* STATED EXERCISE
Please pick out every line in the records below that contains the word "them", matching case exactly.

* DATA PROVIDED
########

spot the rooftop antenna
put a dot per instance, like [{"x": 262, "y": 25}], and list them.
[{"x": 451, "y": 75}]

########

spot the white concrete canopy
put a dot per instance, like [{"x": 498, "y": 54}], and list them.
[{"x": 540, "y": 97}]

########

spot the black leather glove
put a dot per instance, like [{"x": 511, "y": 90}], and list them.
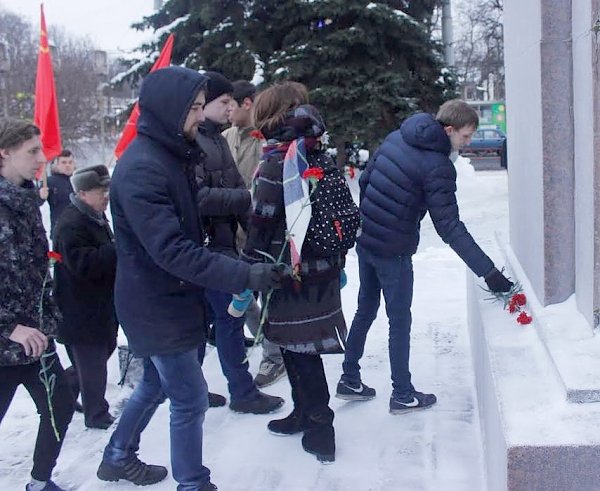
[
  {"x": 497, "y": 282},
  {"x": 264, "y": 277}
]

########

* OUTPUT OF THE EXERCISE
put a dot per instance, like [{"x": 262, "y": 25}], and list them.
put a dot per instance, like [{"x": 498, "y": 54}], and list them.
put a dot per instance, like [{"x": 511, "y": 90}], and list them.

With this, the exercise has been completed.